-- Begin Recorded information --

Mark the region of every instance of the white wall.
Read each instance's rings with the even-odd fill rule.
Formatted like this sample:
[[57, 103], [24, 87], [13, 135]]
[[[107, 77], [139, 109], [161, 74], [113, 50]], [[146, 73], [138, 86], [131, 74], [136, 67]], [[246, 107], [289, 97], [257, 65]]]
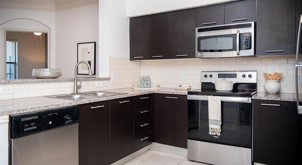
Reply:
[[237, 0], [127, 0], [127, 17], [212, 5]]
[[74, 76], [77, 43], [96, 42], [98, 57], [98, 13], [97, 4], [56, 12], [56, 67], [61, 69], [62, 78]]
[[[50, 39], [51, 68], [56, 67], [55, 19], [55, 12], [53, 11], [0, 8], [0, 28], [50, 30], [48, 36]], [[0, 50], [0, 52], [2, 51]]]

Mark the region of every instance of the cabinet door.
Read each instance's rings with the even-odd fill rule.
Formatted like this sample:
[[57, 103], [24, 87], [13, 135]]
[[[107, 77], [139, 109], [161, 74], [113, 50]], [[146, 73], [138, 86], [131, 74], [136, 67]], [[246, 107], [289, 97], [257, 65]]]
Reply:
[[186, 148], [187, 95], [159, 94], [158, 96], [158, 98], [155, 98], [157, 99], [158, 103], [156, 110], [158, 142]]
[[256, 0], [224, 4], [224, 24], [256, 21]]
[[170, 13], [171, 58], [195, 58], [196, 9]]
[[253, 101], [254, 162], [288, 164], [289, 102], [258, 100]]
[[[110, 101], [79, 107], [79, 164], [109, 165]], [[104, 106], [92, 109], [91, 107]]]
[[149, 59], [170, 58], [170, 13], [149, 15], [148, 17]]
[[257, 55], [294, 53], [295, 5], [294, 0], [257, 1]]
[[224, 23], [223, 4], [196, 8], [196, 27], [223, 25]]
[[110, 164], [133, 152], [133, 98], [110, 101]]
[[142, 16], [130, 18], [131, 40], [130, 41], [131, 60], [147, 60], [148, 17]]

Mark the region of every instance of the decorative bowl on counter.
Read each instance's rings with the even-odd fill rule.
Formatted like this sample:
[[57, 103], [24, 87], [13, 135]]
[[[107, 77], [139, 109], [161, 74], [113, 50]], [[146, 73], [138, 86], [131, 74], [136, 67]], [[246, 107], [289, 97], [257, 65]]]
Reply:
[[59, 69], [34, 69], [31, 76], [38, 79], [55, 79], [62, 76]]
[[264, 90], [268, 93], [275, 94], [280, 91], [281, 86], [278, 82], [278, 80], [267, 80], [264, 84]]

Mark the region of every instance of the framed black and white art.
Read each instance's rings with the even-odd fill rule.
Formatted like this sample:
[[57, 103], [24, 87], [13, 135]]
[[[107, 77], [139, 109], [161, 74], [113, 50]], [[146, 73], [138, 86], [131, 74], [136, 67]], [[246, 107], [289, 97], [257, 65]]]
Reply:
[[[78, 43], [78, 62], [85, 61], [90, 65], [92, 74], [95, 75], [95, 58], [96, 42]], [[88, 67], [86, 65], [80, 65], [78, 67], [78, 74], [88, 75]]]

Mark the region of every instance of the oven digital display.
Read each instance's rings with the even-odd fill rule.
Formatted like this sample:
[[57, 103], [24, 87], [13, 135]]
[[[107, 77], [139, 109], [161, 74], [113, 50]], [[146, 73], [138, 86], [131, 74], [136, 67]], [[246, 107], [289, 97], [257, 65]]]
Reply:
[[237, 78], [237, 73], [218, 73], [218, 78]]

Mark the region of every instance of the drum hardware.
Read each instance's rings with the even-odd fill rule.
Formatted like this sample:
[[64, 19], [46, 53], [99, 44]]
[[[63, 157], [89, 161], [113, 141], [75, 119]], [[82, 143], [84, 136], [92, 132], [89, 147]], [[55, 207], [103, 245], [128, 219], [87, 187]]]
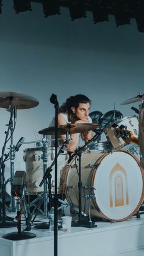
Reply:
[[139, 115], [139, 114], [140, 114], [140, 111], [139, 111], [137, 108], [134, 108], [134, 107], [131, 107], [131, 109], [134, 110], [134, 112], [135, 112], [136, 114], [138, 114], [138, 115]]
[[[100, 125], [96, 123], [68, 123], [67, 125], [60, 125], [58, 127], [58, 134], [65, 134], [67, 133], [68, 134], [84, 133], [90, 130], [94, 130], [99, 127]], [[40, 134], [45, 135], [54, 135], [55, 131], [55, 126], [48, 127], [38, 131]]]
[[[96, 190], [96, 188], [93, 186], [82, 186], [82, 188], [84, 188], [85, 189], [95, 189], [95, 190]], [[86, 197], [87, 196], [89, 196], [89, 195], [85, 196], [85, 198], [86, 198]]]
[[[16, 195], [16, 193], [15, 194], [15, 196]], [[17, 229], [18, 232], [12, 232], [9, 233], [7, 234], [5, 234], [3, 235], [2, 237], [5, 239], [8, 239], [9, 240], [23, 240], [26, 239], [30, 239], [30, 238], [34, 238], [36, 236], [35, 234], [34, 234], [33, 233], [30, 232], [26, 232], [25, 230], [31, 230], [31, 227], [28, 226], [29, 225], [29, 222], [27, 222], [27, 228], [23, 232], [21, 232], [21, 217], [23, 213], [23, 205], [22, 205], [22, 202], [19, 202], [19, 200], [17, 200], [16, 202], [16, 208], [17, 208], [17, 215], [16, 216], [16, 219], [17, 219]]]
[[139, 144], [139, 119], [135, 115], [126, 117], [107, 127], [105, 133], [114, 149], [121, 148], [131, 142]]
[[[15, 147], [13, 144], [13, 134], [16, 125], [16, 111], [17, 109], [24, 109], [30, 108], [34, 108], [39, 104], [39, 102], [34, 97], [26, 95], [22, 95], [12, 92], [0, 92], [0, 108], [6, 108], [7, 111], [10, 113], [10, 119], [8, 125], [7, 136], [9, 130], [10, 131], [10, 177], [13, 178], [14, 175], [14, 159], [15, 159]], [[14, 123], [14, 124], [13, 124]], [[8, 141], [5, 141], [4, 146], [2, 148], [2, 158], [0, 167], [1, 167], [2, 161], [3, 161], [4, 153], [6, 143]], [[1, 169], [1, 167], [0, 167]], [[11, 188], [12, 183], [10, 184]], [[11, 197], [11, 211], [15, 211], [15, 200], [13, 196]]]
[[[85, 199], [87, 200], [89, 200], [89, 205], [88, 205], [88, 218], [89, 218], [89, 225], [88, 227], [87, 225], [84, 225], [83, 227], [97, 227], [98, 225], [95, 224], [95, 222], [93, 222], [91, 219], [90, 216], [90, 205], [91, 205], [91, 200], [92, 199], [95, 198], [95, 194], [90, 194], [84, 196]], [[90, 225], [90, 227], [89, 227]]]
[[81, 156], [82, 156], [82, 148], [79, 148], [76, 150], [75, 155], [78, 158], [79, 167], [78, 167], [78, 190], [79, 190], [79, 197], [78, 197], [78, 203], [79, 203], [79, 211], [78, 211], [78, 220], [73, 221], [71, 225], [76, 227], [85, 227], [88, 228], [96, 227], [97, 225], [95, 225], [94, 223], [91, 222], [90, 218], [90, 221], [88, 221], [87, 219], [84, 219], [83, 216], [82, 218], [82, 185], [81, 181]]
[[134, 137], [131, 131], [115, 128], [115, 133], [118, 137], [121, 137], [127, 144], [132, 142], [139, 145], [139, 139]]
[[[6, 144], [8, 141], [8, 136], [9, 134], [9, 131], [10, 130], [10, 126], [12, 125], [12, 119], [13, 117], [14, 114], [14, 109], [10, 107], [10, 117], [9, 120], [9, 123], [8, 125], [7, 131], [5, 132], [5, 138], [4, 144], [2, 149], [2, 156], [0, 159], [0, 172], [1, 172], [1, 178], [2, 179], [2, 182], [1, 181], [1, 188], [2, 188], [2, 222], [0, 224], [1, 227], [13, 227], [15, 225], [15, 223], [12, 223], [12, 222], [7, 222], [5, 221], [5, 178], [4, 178], [4, 170], [5, 170], [5, 164], [4, 163], [6, 161], [7, 156], [4, 159], [4, 152], [6, 147]], [[12, 135], [12, 134], [11, 134]], [[11, 177], [12, 178], [12, 177]]]

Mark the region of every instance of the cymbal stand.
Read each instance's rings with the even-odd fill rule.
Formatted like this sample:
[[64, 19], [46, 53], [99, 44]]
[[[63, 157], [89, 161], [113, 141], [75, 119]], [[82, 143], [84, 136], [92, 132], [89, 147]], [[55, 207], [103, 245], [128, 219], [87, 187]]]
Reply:
[[[47, 162], [48, 162], [48, 153], [47, 153], [47, 140], [45, 138], [45, 136], [43, 136], [42, 139], [43, 147], [41, 147], [43, 155], [41, 158], [43, 163], [43, 174], [45, 175], [47, 169]], [[48, 216], [48, 188], [46, 180], [43, 183], [43, 190], [44, 190], [44, 214]]]
[[[14, 125], [13, 122], [13, 119], [12, 119], [11, 122], [10, 124], [10, 188], [12, 189], [13, 185], [13, 179], [14, 177], [14, 159], [15, 158], [15, 146], [13, 145], [13, 133], [16, 125], [16, 107], [14, 108]], [[13, 111], [13, 109], [11, 108], [10, 111]], [[11, 196], [11, 203], [10, 203], [10, 211], [14, 213], [15, 212], [15, 197], [13, 196]]]
[[5, 149], [6, 147], [6, 144], [7, 142], [7, 139], [9, 134], [9, 130], [10, 127], [12, 123], [12, 120], [13, 116], [13, 109], [10, 107], [10, 117], [9, 120], [9, 123], [8, 125], [8, 128], [7, 131], [5, 132], [6, 134], [4, 144], [2, 149], [2, 155], [0, 158], [0, 172], [1, 175], [2, 177], [2, 222], [0, 222], [0, 227], [11, 227], [15, 226], [15, 224], [14, 222], [7, 222], [5, 221], [5, 178], [4, 178], [4, 170], [5, 170], [5, 164], [4, 164], [4, 161], [6, 159], [6, 158], [3, 160], [4, 156], [4, 152]]

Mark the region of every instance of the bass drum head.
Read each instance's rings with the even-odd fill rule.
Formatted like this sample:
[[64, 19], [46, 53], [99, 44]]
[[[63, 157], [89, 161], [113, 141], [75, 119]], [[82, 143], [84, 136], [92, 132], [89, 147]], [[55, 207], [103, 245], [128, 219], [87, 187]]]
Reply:
[[[66, 197], [77, 207], [78, 175], [74, 161], [71, 164], [66, 175]], [[81, 177], [82, 211], [87, 214], [90, 199], [85, 200], [85, 196], [95, 196], [91, 200], [92, 217], [124, 221], [136, 213], [142, 203], [143, 170], [136, 157], [127, 151], [82, 154]]]

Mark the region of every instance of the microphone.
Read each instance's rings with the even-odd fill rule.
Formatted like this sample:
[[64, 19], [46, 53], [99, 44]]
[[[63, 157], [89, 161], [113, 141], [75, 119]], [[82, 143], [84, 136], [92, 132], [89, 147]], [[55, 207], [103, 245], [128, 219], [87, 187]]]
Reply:
[[58, 104], [58, 101], [57, 101], [57, 95], [56, 95], [56, 94], [52, 93], [51, 95], [51, 97], [50, 98], [50, 102], [52, 104]]
[[21, 137], [18, 142], [17, 142], [15, 147], [15, 151], [18, 151], [20, 147], [21, 146], [22, 143], [23, 142], [23, 141], [24, 141], [25, 138], [24, 137]]
[[131, 107], [131, 109], [134, 110], [135, 112], [135, 113], [137, 113], [139, 115], [140, 111], [137, 108], [134, 108], [134, 107]]
[[16, 106], [15, 106], [15, 107], [14, 107], [14, 120], [15, 120], [15, 122], [16, 122]]
[[53, 150], [51, 150], [51, 161], [53, 161], [54, 159], [54, 152]]

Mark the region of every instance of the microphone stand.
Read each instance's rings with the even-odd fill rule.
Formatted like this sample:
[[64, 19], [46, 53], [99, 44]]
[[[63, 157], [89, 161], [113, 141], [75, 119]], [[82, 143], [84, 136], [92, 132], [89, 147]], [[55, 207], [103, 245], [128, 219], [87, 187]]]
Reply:
[[[98, 137], [101, 135], [103, 132], [103, 130], [97, 131], [96, 134], [93, 137], [86, 143], [83, 147], [79, 147], [77, 150], [75, 150], [75, 153], [70, 158], [70, 161], [76, 156], [78, 156], [79, 161], [79, 182], [78, 182], [78, 189], [79, 189], [79, 214], [78, 221], [72, 221], [71, 225], [73, 227], [84, 227], [88, 228], [96, 227], [97, 225], [94, 222], [89, 221], [87, 219], [82, 219], [82, 182], [81, 182], [81, 156], [82, 152], [90, 144], [91, 142], [97, 140]], [[70, 163], [70, 162], [69, 162]]]
[[58, 147], [58, 109], [59, 103], [57, 96], [52, 94], [50, 101], [54, 104], [55, 108], [55, 191], [54, 191], [54, 255], [57, 256], [57, 147]]
[[7, 131], [5, 132], [6, 136], [5, 138], [4, 144], [3, 145], [2, 149], [2, 155], [0, 159], [0, 172], [1, 175], [2, 177], [2, 221], [0, 222], [0, 227], [4, 228], [4, 227], [15, 227], [16, 225], [16, 224], [15, 222], [13, 222], [12, 221], [5, 221], [5, 178], [4, 178], [4, 170], [5, 170], [5, 164], [4, 164], [4, 161], [3, 160], [3, 158], [4, 156], [4, 152], [6, 147], [6, 144], [7, 142], [7, 139], [9, 136], [9, 130], [10, 130], [10, 126], [12, 123], [12, 118], [13, 116], [13, 109], [10, 107], [10, 118], [9, 120], [9, 123], [8, 125], [8, 128]]
[[[58, 153], [57, 153], [57, 158], [59, 156], [59, 155], [60, 154], [60, 153], [62, 151], [62, 149], [63, 148], [63, 147], [65, 145], [65, 143], [63, 144], [63, 145], [62, 145], [61, 148], [60, 148]], [[55, 164], [56, 163], [56, 157], [53, 161], [53, 162], [52, 163], [51, 165], [48, 167], [47, 168], [47, 169], [46, 170], [45, 174], [43, 175], [43, 179], [41, 180], [41, 181], [40, 183], [39, 186], [41, 187], [42, 186], [42, 185], [43, 184], [43, 183], [45, 182], [45, 181], [46, 181], [47, 178], [48, 180], [48, 199], [49, 199], [49, 206], [48, 206], [48, 210], [49, 210], [49, 213], [51, 209], [51, 206], [52, 206], [52, 194], [51, 194], [51, 177], [52, 175], [51, 174], [51, 172], [52, 172], [52, 166]], [[55, 181], [56, 182], [56, 181]], [[56, 189], [56, 185], [55, 185], [55, 189]], [[40, 224], [37, 224], [36, 225], [35, 227], [37, 229], [49, 229], [49, 222], [45, 222], [45, 223], [41, 223]]]

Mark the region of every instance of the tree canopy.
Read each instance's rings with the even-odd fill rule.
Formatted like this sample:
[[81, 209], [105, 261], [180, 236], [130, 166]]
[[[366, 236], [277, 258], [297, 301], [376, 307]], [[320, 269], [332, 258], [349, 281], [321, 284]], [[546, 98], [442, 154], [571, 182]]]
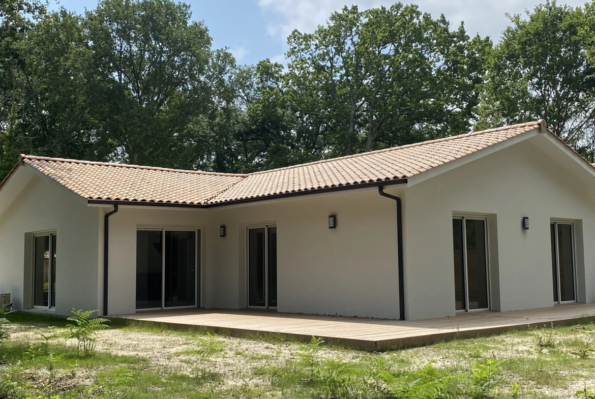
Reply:
[[292, 33], [286, 66], [237, 65], [174, 0], [46, 6], [0, 0], [0, 177], [23, 153], [246, 172], [540, 118], [595, 157], [595, 0], [499, 38], [346, 7]]

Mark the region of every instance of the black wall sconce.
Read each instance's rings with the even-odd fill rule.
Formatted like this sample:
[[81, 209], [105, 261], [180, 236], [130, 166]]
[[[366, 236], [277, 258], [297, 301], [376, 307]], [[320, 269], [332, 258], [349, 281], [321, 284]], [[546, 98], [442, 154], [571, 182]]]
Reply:
[[336, 215], [330, 215], [328, 216], [328, 228], [337, 228]]

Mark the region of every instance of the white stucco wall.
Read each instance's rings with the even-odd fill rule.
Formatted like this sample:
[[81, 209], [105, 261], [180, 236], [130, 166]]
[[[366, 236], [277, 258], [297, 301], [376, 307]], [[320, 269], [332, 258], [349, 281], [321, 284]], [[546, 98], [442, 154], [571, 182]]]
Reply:
[[[578, 299], [595, 302], [593, 176], [544, 135], [527, 137], [427, 180], [410, 179], [408, 187], [387, 186], [403, 203], [407, 318], [455, 313], [453, 212], [488, 217], [493, 310], [553, 305], [551, 218], [574, 221]], [[101, 310], [104, 215], [112, 207], [88, 206], [27, 172], [30, 181], [0, 215], [0, 292], [11, 293], [18, 308], [26, 304], [26, 235], [55, 230], [56, 312]], [[332, 214], [336, 230], [328, 228]], [[524, 216], [529, 231], [521, 228]], [[247, 302], [247, 228], [268, 224], [277, 228], [279, 311], [399, 318], [396, 206], [377, 188], [208, 210], [120, 206], [109, 220], [110, 314], [135, 311], [139, 227], [200, 229], [201, 305], [241, 309]], [[227, 227], [224, 238], [221, 225]]]
[[[328, 227], [333, 214], [335, 230]], [[212, 209], [209, 219], [209, 307], [246, 307], [246, 229], [270, 223], [277, 228], [278, 311], [399, 318], [396, 205], [377, 188]]]
[[98, 209], [49, 178], [23, 173], [31, 174], [30, 181], [0, 215], [0, 292], [10, 293], [17, 309], [30, 304], [25, 293], [30, 294], [32, 277], [27, 271], [25, 278], [25, 265], [33, 253], [26, 234], [55, 230], [55, 313], [98, 309]]
[[[488, 224], [496, 225], [490, 226], [490, 237], [496, 244], [490, 248], [495, 252], [490, 257], [493, 310], [553, 306], [550, 218], [577, 221], [579, 300], [595, 300], [595, 248], [590, 244], [595, 238], [594, 198], [575, 171], [561, 167], [559, 158], [538, 147], [564, 158], [538, 134], [408, 188], [408, 318], [455, 313], [453, 212], [490, 215]], [[592, 185], [592, 178], [586, 184]], [[528, 231], [521, 229], [522, 216], [530, 218]]]

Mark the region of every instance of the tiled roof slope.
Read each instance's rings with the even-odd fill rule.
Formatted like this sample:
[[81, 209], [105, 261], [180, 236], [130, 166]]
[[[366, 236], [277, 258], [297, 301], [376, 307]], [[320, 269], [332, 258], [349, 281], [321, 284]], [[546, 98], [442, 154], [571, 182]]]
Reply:
[[407, 178], [540, 127], [545, 130], [544, 121], [257, 172], [209, 202]]
[[90, 200], [209, 205], [407, 178], [540, 127], [542, 131], [545, 130], [544, 121], [519, 124], [247, 175], [31, 155], [21, 155], [20, 164], [31, 165]]
[[245, 176], [30, 155], [21, 159], [89, 199], [202, 204]]

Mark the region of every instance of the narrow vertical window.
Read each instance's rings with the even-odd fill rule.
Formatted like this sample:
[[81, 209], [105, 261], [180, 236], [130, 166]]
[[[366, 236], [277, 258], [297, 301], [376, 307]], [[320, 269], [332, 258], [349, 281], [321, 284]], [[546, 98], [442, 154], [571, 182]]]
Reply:
[[577, 300], [573, 225], [552, 223], [552, 280], [554, 302], [575, 302]]
[[33, 307], [56, 306], [56, 235], [33, 237]]
[[456, 310], [489, 308], [486, 224], [483, 219], [453, 219]]
[[277, 307], [277, 227], [248, 229], [248, 306]]

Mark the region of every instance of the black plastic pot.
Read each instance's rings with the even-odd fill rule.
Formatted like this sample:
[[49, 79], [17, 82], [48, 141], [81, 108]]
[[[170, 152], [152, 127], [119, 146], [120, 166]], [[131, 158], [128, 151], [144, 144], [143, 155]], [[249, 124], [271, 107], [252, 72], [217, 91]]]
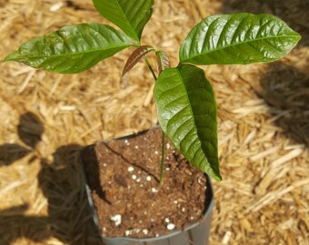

-- End Recorded information --

Directive:
Update the lines from the one containing "Mark the region of every instance of the black wall" through the one containing "[[336, 215], [330, 215], [328, 216], [328, 228], [337, 228]]" by changing "even-odd fill rule" to "nonzero winding rule" and leaving everything else unchanged. Return only those lines.

Final result:
Mark the region of every instance of the black wall sconce.
Read each instance's rings with the nonzero winding rule.
Formatted like this sample:
[[81, 209], [105, 261], [180, 236], [130, 166]]
[[[366, 236], [277, 258], [297, 301], [376, 307]], [[320, 269], [332, 258], [349, 281], [321, 284]], [[546, 98], [442, 154], [571, 182]]]
Reply:
[[336, 215], [330, 215], [328, 216], [328, 228], [337, 228]]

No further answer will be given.